### PASSAGE

In [None]:
# Download the aclImdb dataset
!wget -nc http://ai.stanford.edu/~amaas/data/sentiment/aclImdb_v1.tar.gz
!tar -xzf aclImdb_v1.tar.gz

In [None]:
!pip install gensim sentence_transformers

In [6]:
# Imports and logging
import os
import re
import string
import time
import logging
from datetime import datetime
from typing import List, Dict, Tuple

import numpy as np
import pandas as pd

from sklearn.metrics import accuracy_score, precision_recall_fscore_support, confusion_matrix
from sklearn.feature_extraction.text import TfidfVectorizer

import tensorflow as tf
from tensorflow.keras.preprocessing.text import Tokenizer
from tensorflow.keras.preprocessing.sequence import pad_sequences
from tensorflow.keras import layers, models, optimizers, callbacks

import gensim
from gensim.models import Word2Vec
import gensim.downloader as api

from sentence_transformers import SentenceTransformer

# Clean logging
logging.basicConfig(level=logging.INFO, format="%(asctime)s | %(levelname)s | %(message)s")
logger = logging.getLogger(__name__)

# Ensure reproducibility (basic)
SEED = 42
np.random.seed(SEED)
tf.random.set_seed(SEED)


In [7]:
DATA_DIR = "/content/aclImdb"  # update if needed

def read_reviews(base_dir: str) -> Tuple[List[str], List[int], List[str], List[int]]:
    """
    Reads IMDB reviews keeping the original split: train/test.
    Labels: pos=1, neg=0.
    """
    def read_folder(path: str, label: int):
        texts, labels = [], []
        for fname in sorted(os.listdir(path)):
            fpath = os.path.join(path, fname)
            if os.path.isfile(fpath):
                with open(fpath, "r", encoding="utf-8") as f:
                    texts.append(f.read())
                    labels.append(label)
        return texts, labels

    train_pos, y_train_pos = read_folder(os.path.join(base_dir, "train", "pos"), 1)
    train_neg, y_train_neg = read_folder(os.path.join(base_dir, "train", "neg"), 0)
    test_pos, y_test_pos = read_folder(os.path.join(base_dir, "test", "pos"), 1)

######
### RECORDS SHOWN

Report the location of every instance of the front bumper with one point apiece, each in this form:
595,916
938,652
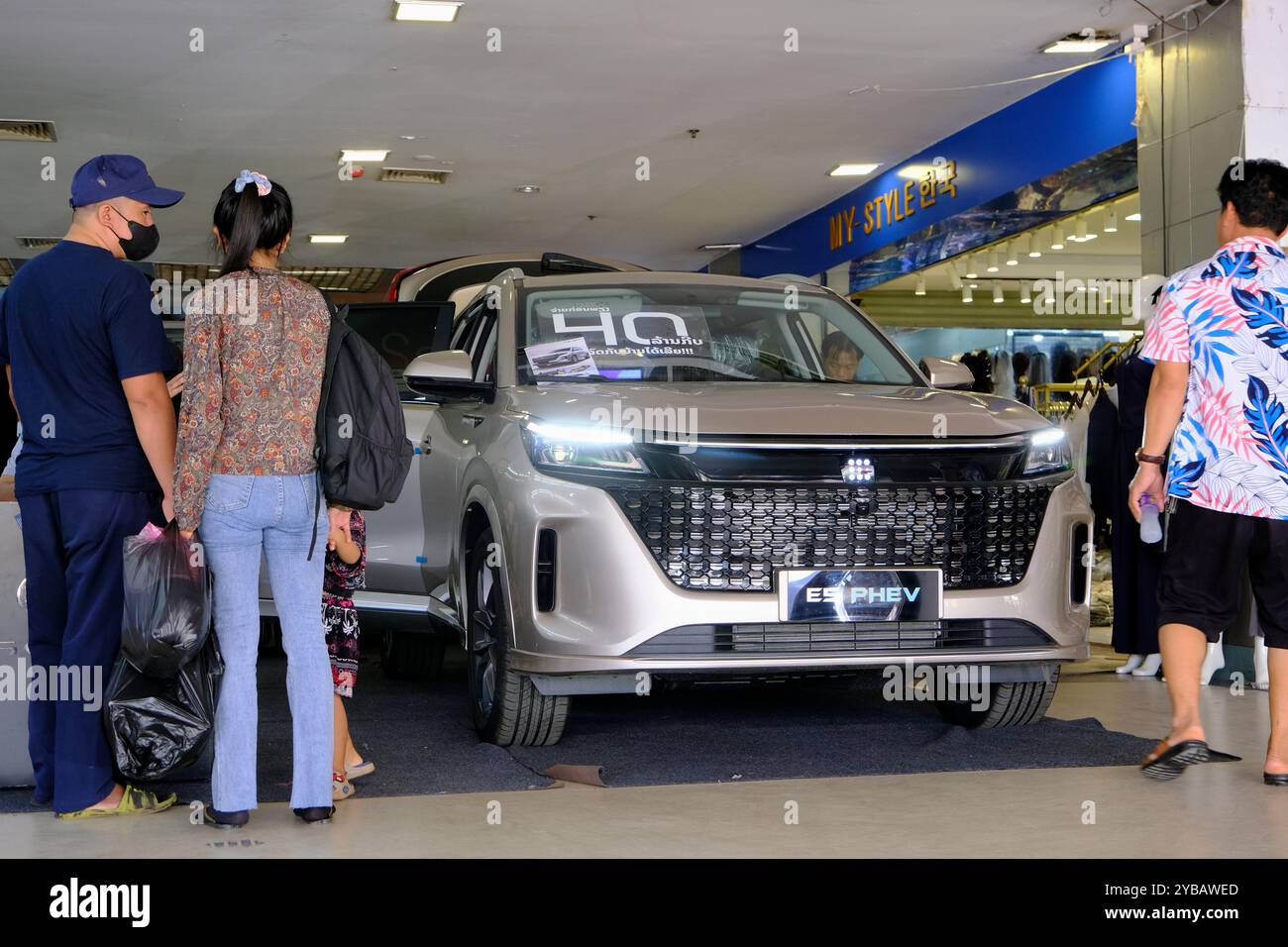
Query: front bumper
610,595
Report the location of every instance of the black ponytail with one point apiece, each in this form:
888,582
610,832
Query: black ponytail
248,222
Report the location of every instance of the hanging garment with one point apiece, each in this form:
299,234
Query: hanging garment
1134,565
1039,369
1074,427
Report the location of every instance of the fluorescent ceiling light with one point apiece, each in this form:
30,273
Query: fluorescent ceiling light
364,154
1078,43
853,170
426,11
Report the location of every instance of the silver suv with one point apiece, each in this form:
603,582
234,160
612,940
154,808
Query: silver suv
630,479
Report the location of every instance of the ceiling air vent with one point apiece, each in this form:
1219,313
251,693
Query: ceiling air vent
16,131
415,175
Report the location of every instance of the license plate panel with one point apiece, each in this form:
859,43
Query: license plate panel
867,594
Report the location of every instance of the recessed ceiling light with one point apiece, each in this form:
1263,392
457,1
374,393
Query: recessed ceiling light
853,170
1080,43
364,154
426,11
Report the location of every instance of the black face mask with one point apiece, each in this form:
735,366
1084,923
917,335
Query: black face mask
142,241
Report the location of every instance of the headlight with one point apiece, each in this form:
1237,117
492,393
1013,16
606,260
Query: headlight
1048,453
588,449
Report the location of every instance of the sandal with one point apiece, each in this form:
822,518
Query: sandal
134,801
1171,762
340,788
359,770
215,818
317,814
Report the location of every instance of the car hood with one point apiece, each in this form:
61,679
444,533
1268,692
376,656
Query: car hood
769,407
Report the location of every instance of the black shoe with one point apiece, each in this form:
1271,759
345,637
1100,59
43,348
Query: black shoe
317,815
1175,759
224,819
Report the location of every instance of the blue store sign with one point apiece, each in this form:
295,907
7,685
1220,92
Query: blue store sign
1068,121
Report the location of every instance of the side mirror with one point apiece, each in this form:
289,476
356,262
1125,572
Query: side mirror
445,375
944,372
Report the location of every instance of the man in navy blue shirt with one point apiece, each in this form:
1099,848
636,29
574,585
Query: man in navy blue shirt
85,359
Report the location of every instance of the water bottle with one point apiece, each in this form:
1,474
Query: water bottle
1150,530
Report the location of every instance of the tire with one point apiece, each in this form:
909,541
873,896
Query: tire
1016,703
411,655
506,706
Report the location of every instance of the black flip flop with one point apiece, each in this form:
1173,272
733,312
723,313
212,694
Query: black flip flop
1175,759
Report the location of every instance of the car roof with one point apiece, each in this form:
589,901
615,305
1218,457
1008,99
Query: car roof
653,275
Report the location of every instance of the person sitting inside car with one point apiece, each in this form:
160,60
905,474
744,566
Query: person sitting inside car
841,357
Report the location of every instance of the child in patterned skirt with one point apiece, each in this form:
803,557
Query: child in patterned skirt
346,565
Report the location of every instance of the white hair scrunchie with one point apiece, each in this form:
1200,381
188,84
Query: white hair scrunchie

######

__REQUIRED ACTIONS__.
1. In the IMDB sentiment notebook, what value is assigned to SEED?
2. Continue the IMDB sentiment notebook from the point where it stops.

__ANSWERS PER TASK__.
1. 42

2.
    test_neg, y_test_neg = read_folder(os.path.join(base_dir, "test", "neg"), 0)

    X_train = train_pos + train_neg
    y_train = y_train_pos + y_train_neg
    X_test = test_pos + test_neg
    y_test = y_test_pos + y_test_neg
    return X_train, y_train, X_test, y_test

logger.info("Loading dataset...")
X_train_raw, y_train, X_test_raw, y_test = read_reviews(DATA_DIR)
logger.info(f"Loaded train={len(X_train_raw)}, test={len(X_test_raw)}")


In [8]:
# Text cleaning: remove HTML, lowercase, remove punctuation, simple tokenization by whitespace
HTML_RE = re.compile(r"<.*?>")
PUNCT_TABLE = str.maketrans("", "", string.punctuation)

def clean_text(text: str) -> str:
    text = HTML_RE.sub(" ", text)
    text = text.lower()
    text = text.translate(PUNCT_TABLE)
    tokens = text.split()
    return " ".join(tokens)

logger.info("Cleaning texts...")
X_train = [clean_text(t) for t in X_train_raw]
X_test = [clean_text(t) for t in X_test_raw]


In [9]:
# Tokenizer: build vocabulary on training set for word-index sequences
VOCAB_SIZE = 50000  # cap vocab for stability
MAX_LEN = 128       # LSTM sequence length (truncate/pad to this)

tokenizer = Tokenizer(num_words=VOCAB_SIZE, oov_token="<OOV>")
tokenizer.fit_on_texts(X_train)

def to_sequences(texts: List[str], max_len: int = MAX_LEN) -> np.ndarray:
    seqs = tokenizer.texts_to_sequences(texts)
    return pad_sequences(seqs, maxlen=max_len, padding="post", truncating="post")

# Metrics and confusion matrix
def evaluate_and_log(name: str, y_true: List[int], y_pred: List[int]) -> Dict[str, float]:
    acc = accuracy_score(y_true, y_pred)
    prec, rec, f1, _ = precision_recall_fscore_support(y_true, y_pred, average="binary", zero_division=0)
    cm = confusion_matrix(y_true, y_pred)
    logger.info(f"[{name}] Test Accuracy={acc:.4f} | Precision={prec:.4f} | Recall={rec:.4f} | F1={f1:.4f}")
    logger.info(f"[{name}] Confusion matrix:\n{cm}")
    return {"Embedding": name, "Accuracy": acc, "Precision": prec, "Recall": rec, "F1": f1}

# Simple LSTM model builder (Keras)
def build_lstm(input_dim: int, embed_dim: int, lstm_hidden: int, num_layers: int, dropout: float,
               embedding_matrix: np.ndarray = None, trainable_embed: bool = True,
               time_steps: int = MAX_LEN, feature_dim: int = None):
    """
    Builds an LSTM classifier.
    Two modes:
      - Token index input + Embedding layer (use input_dim & embedding_matrix)
      - Precomputed feature sequences (use feature_dim and skip Embedding)
    """
    inputs = layers.Input(shape=(time_steps,)) if feature_dim is None else layers.Input(shape=(time_steps, feature_dim))

    if feature_dim is None:
        # Token index input with Embedding
        if embedding_matrix is not None:
            emb = layers.Embedding(input_dim=input_dim, output_dim=embed_dim,
                                   weights=[embedding_matrix], trainable=trainable_embed, mask_zero=True)(inputs)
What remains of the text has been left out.